• [EXERCISE DESCRIPTION]: Everything from the line that contains "For every instance of the railing, the" through the final line of the records should be written out exactly, and nothing outside that span.

• [Stored items]:
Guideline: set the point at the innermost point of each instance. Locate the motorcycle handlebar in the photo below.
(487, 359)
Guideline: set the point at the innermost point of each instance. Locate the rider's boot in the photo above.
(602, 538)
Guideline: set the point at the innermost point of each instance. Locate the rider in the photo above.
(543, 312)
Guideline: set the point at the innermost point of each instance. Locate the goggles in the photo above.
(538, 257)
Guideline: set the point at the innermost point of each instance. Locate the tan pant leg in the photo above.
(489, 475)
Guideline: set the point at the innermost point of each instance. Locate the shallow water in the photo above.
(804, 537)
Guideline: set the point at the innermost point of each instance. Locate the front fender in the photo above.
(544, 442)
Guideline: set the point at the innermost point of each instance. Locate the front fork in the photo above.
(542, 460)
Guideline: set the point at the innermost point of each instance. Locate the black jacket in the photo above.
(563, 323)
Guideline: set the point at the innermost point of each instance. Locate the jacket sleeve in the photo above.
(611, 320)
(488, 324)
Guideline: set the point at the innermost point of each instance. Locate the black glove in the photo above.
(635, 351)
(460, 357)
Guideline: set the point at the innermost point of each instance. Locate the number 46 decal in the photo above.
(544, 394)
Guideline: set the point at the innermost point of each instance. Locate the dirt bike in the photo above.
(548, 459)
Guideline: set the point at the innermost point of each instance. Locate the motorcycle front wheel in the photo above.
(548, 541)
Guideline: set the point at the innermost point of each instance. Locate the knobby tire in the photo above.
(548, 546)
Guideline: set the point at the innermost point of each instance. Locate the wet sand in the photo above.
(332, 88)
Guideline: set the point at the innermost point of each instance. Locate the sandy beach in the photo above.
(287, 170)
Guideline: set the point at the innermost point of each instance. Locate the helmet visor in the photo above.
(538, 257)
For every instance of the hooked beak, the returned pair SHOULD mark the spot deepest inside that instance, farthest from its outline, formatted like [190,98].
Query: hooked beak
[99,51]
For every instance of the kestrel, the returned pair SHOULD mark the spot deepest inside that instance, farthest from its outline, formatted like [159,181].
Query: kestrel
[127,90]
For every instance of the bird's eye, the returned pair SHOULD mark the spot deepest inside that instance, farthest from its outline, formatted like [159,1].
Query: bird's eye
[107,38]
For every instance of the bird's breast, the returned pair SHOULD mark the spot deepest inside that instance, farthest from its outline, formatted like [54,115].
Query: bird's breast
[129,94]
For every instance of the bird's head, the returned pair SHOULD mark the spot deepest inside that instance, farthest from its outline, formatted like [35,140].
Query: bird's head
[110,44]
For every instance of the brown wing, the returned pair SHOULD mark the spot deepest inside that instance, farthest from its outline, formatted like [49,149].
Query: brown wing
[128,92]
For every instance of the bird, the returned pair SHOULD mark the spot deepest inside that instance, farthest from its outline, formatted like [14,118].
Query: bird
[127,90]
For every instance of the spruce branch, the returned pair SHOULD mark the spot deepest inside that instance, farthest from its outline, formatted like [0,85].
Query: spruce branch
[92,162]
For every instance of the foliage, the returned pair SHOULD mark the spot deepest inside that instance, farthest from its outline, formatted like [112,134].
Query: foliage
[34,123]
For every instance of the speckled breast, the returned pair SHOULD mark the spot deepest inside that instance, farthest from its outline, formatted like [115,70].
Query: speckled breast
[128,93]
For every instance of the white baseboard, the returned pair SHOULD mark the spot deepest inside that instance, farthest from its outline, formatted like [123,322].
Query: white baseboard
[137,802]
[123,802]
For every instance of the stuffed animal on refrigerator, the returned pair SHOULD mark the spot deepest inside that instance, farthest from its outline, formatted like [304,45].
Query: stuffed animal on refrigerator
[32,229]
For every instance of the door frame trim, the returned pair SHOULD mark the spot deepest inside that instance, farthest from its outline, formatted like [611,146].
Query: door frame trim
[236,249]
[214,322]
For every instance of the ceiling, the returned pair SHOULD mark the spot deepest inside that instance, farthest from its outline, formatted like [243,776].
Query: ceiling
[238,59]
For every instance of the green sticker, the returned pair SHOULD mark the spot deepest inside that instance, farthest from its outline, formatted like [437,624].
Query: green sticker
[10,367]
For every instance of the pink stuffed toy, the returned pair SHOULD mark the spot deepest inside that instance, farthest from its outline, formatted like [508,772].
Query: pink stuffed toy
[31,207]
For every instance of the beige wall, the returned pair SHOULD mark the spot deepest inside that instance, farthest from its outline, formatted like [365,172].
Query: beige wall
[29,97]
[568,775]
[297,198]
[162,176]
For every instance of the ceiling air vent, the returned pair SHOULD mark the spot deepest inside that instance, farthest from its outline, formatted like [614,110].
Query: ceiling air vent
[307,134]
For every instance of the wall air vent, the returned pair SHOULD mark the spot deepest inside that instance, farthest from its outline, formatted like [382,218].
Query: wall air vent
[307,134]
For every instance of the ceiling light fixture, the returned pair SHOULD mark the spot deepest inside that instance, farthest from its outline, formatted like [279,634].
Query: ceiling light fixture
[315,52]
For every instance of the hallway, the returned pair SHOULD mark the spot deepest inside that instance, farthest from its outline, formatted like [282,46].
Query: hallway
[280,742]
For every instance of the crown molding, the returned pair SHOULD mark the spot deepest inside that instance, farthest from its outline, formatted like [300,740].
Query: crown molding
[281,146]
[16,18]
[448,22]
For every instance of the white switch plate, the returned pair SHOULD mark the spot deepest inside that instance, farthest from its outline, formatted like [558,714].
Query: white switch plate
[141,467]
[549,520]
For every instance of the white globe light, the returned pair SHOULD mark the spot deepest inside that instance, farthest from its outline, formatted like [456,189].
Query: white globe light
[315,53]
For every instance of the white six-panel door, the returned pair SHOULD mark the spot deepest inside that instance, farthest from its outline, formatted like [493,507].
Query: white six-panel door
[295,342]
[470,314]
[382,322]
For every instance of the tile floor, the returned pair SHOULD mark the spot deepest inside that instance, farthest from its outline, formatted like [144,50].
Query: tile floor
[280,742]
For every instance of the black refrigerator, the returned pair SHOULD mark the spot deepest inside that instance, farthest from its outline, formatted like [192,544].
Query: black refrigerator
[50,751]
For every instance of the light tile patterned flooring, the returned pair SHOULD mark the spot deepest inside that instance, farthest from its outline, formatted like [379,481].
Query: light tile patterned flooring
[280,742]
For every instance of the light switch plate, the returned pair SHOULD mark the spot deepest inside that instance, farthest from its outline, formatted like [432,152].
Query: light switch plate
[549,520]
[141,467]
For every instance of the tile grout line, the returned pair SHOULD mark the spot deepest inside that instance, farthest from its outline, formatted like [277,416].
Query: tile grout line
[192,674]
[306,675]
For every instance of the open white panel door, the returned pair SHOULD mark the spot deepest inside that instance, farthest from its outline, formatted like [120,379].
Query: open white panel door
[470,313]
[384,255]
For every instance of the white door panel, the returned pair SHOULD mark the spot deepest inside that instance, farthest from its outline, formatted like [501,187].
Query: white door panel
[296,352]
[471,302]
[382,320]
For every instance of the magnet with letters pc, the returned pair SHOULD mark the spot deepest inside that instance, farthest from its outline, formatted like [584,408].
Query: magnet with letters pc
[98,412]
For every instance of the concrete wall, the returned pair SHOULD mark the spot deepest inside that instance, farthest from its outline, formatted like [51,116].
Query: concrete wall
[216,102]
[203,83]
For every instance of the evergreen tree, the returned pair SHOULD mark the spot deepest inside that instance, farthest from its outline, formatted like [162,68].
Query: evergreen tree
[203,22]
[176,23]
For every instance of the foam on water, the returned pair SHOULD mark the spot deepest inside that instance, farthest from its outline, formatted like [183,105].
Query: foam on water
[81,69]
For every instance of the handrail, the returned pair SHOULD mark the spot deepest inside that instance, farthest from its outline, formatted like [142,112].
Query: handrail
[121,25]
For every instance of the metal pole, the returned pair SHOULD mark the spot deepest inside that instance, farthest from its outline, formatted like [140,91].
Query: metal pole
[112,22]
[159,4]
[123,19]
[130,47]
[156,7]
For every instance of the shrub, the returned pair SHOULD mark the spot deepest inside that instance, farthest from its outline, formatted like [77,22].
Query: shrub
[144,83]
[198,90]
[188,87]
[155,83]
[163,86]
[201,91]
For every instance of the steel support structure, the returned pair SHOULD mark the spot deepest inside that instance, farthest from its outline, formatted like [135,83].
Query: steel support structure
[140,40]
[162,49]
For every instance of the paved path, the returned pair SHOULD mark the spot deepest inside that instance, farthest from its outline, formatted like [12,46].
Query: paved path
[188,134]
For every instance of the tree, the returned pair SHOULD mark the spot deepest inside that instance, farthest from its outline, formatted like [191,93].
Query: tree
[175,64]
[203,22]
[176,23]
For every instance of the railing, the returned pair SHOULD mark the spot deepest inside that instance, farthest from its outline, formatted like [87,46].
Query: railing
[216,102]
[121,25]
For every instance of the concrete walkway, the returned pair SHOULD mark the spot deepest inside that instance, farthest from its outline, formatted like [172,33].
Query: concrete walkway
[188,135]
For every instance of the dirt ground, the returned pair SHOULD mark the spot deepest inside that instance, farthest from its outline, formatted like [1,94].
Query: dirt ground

• [SOLUTION TO THIS EXERCISE]:
For every instance of the railing, the returned pair SHOULD mark the spot deepest inside that instance, farthest from its outline, formatted like [87,46].
Query: railing
[216,102]
[121,25]
For every instance of the concrete walkway, the returned pair SHOULD mark the spot deepest inside that instance, farthest from its outline, formatted like [172,33].
Query: concrete walkway
[188,135]
For every instance of the dirt ground, the returned pair SHOULD mark the spot deepest inside that instance, farthest from its outline, formatted like [1,94].
Query: dirt ground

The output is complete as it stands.